* _Task_
Could the entries below be reproduced exactly, with the images removed?

* _Records shown_
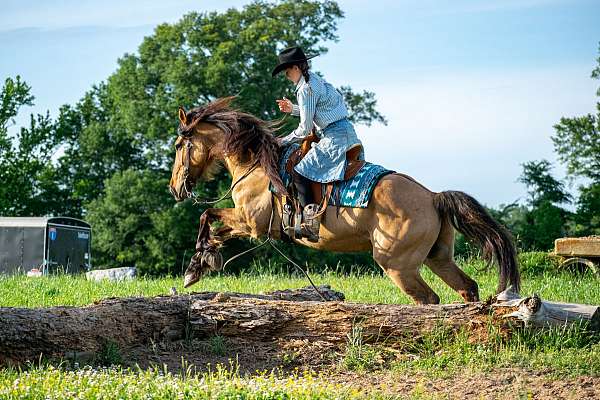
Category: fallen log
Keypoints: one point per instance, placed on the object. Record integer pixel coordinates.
(266, 321)
(533, 311)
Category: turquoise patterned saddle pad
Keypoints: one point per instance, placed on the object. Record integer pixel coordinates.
(355, 192)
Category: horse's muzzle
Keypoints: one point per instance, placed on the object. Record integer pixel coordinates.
(178, 197)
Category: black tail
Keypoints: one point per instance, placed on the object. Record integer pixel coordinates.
(472, 220)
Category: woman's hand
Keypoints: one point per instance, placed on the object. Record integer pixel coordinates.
(285, 105)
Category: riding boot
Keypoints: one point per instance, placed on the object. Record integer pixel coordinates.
(309, 227)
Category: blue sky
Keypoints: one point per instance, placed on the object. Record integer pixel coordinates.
(471, 89)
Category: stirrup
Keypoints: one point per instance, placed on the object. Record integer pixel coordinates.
(287, 220)
(311, 222)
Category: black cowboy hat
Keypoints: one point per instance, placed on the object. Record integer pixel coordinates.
(288, 57)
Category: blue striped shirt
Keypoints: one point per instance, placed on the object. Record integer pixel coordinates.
(319, 104)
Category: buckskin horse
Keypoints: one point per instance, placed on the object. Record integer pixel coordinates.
(404, 226)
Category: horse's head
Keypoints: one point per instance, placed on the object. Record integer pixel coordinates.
(215, 132)
(194, 154)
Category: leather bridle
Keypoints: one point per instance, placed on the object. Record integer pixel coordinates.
(186, 175)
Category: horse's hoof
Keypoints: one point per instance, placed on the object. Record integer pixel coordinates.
(193, 272)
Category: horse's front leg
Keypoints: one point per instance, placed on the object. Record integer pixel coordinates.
(207, 257)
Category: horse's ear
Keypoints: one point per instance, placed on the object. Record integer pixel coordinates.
(182, 116)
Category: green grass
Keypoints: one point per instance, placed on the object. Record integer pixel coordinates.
(115, 383)
(65, 290)
(560, 353)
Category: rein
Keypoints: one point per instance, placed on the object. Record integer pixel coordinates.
(270, 241)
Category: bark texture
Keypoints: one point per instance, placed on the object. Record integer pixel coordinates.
(270, 323)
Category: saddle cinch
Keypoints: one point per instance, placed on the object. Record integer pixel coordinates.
(291, 206)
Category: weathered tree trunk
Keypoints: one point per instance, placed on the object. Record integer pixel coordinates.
(535, 312)
(266, 321)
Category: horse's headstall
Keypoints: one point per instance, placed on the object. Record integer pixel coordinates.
(185, 132)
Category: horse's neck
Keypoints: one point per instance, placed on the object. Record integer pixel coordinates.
(249, 181)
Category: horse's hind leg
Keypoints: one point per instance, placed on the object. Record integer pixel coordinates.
(441, 262)
(409, 280)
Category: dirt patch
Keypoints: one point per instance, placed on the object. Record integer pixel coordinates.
(496, 384)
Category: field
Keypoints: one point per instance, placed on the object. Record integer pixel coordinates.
(552, 364)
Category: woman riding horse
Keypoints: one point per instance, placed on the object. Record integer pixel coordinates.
(320, 105)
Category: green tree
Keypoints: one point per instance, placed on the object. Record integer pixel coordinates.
(577, 143)
(546, 220)
(136, 224)
(543, 187)
(28, 175)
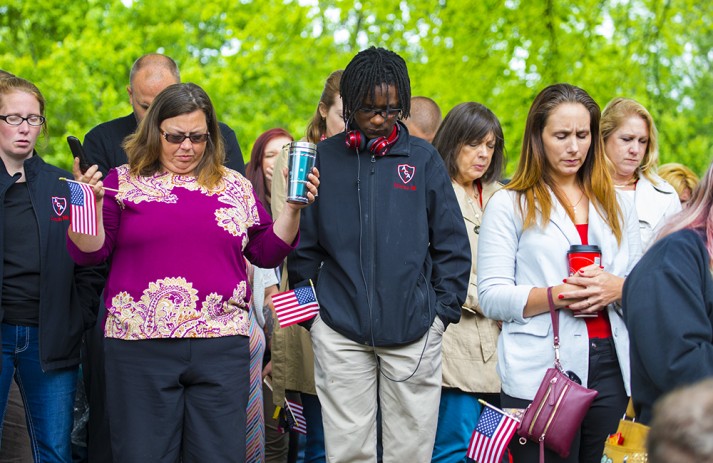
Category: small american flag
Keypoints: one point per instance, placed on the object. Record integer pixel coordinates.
(295, 417)
(491, 436)
(295, 306)
(84, 212)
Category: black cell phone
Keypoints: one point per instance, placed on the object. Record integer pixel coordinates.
(78, 152)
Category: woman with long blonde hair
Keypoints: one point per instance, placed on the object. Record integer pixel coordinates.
(561, 195)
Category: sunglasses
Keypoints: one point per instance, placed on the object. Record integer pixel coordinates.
(178, 138)
(385, 113)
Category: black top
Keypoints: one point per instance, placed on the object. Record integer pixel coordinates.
(21, 259)
(103, 144)
(668, 309)
(69, 294)
(385, 242)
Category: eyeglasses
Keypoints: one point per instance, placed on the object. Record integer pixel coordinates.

* _Completed task_
Category: fallen log
Keypoints: one point per instance, placed on the object. Record integer pixel coordinates.
(266, 321)
(533, 311)
Category: turquoise patterned saddle pad
Keypoints: one point per instance, placed on the object. Record integer pixel coordinates.
(355, 192)
Category: horse's muzzle
Keypoints: one point per instance, placed on the object. Record integer pixel coordinates.
(178, 197)
Category: black tail
Keypoints: one point per instance, placed on the object. Record integer pixel coordinates.
(472, 220)
Category: woman's hand
Keypoints: one point per instance, placed on the object. Record integer pixel coordinates.
(285, 105)
Category: riding boot
Keypoints: one point per instance, placed on the object. Record integer pixel coordinates.
(309, 227)
Category: blue sky
Keypoints: one point per instance, placed on the object. Record integer pixel coordinates.
(471, 89)
Category: stirrup
Keypoints: one point per instance, placed on the object. Record integer pixel coordinates.
(287, 220)
(311, 222)
Category: black cowboy hat
Keypoints: one point per instance, placed on the object. Record integer pixel coordinates.
(288, 57)
Category: blue striped shirt
Keypoints: one point per instance, placed on the object. Record integer pixel coordinates.
(319, 104)
Category: buckskin horse
Keypoints: one point per instance, placed on the object. Record integer pixel coordinates.
(404, 226)
Category: horse's head
Keypoints: one point per instance, placed on the object. Record integer pixel coordinates.
(215, 132)
(194, 154)
Category: leather bridle
Keypoints: one point per instance, placed on the object. Record integer pixel coordinates.
(186, 175)
Category: horse's hoof
Keypoints: one point per instance, placed on the object. Record integer pixel coordinates.
(193, 272)
Category: horse's front leg
Keypoints: one point per instance, placed on the object. Record integer pixel coordinates.
(207, 257)
Category: horse's ear
Keypoints: one point per instance, placed on the object. Record integer pixel coordinates.
(182, 116)
Category: green grass
Keypoints: one point per instance, placed on the object. Record integer pixel coordinates.
(115, 383)
(65, 290)
(560, 353)
Category: rein
Keypoints: one point per instance, placed on the object. Record integer pixel coordinates.
(270, 241)
Category: bark texture
Keypoints: one point per instance, placed on the object. Record integer pixel coordinates.
(270, 323)
Category: saddle cinch
Keypoints: one point per instance, placed on the object. Record integer pixel coordinates.
(291, 206)
Category: weathered tree trunk
Keypoints: one point per instance, placed on the object. Record integer pixel coordinates.
(535, 312)
(266, 321)
Category: horse's headstall
Keypoints: one point per instance, placed on the object. Record integer pixel coordinates.
(185, 132)
Category: horse's neck
Keypoints: one point per instance, placed on the object. Record integer pixel coordinates.
(249, 181)
Category: horse's hind leg
Keypoints: one point per instance, placed on the object. Record integer pixel coordinates.
(441, 262)
(409, 280)
Category: dirt patch
Keypoints: one point per instance, placed on the object. Record integer pixel coordinates.
(496, 384)
Category: field
Keypoints: one point per instance, placed on the object. Record integer pixel coordinates.
(552, 364)
Category: woman riding horse
Keypoints: one point per instance, placed on the object. Record integer pixel coordinates.
(320, 105)
Category: green tree
Keypoints: one point per instance, placed on the object. Record integer pixel coordinates.
(577, 143)
(546, 220)
(136, 224)
(543, 187)
(28, 175)
Category: small american flag
Keypoints: one point per instance, placed on the object. Record integer pixel coordinates.
(295, 417)
(491, 436)
(295, 306)
(84, 212)
Category: black cell phone
Keypoints: one point per instance, placed on the object. Record integer pixel coordinates.
(78, 152)
Category: woman with long blonde hair
Keypoints: one point per instance, placed on the object. Record integer pixel coordinates.
(561, 195)
Category: sunglasses
Keypoints: one point per instance, placed on the object. Record integer pixel coordinates.
(178, 138)
(385, 113)
Category: black top
Keypoints: one point per instance, placed on the object. Record integer pixel coordinates.
(21, 259)
(103, 144)
(668, 309)
(69, 294)
(385, 242)
Category: eyeglasses
Keypoints: one point per instance, placed on the object. Record integer pixel coordinates.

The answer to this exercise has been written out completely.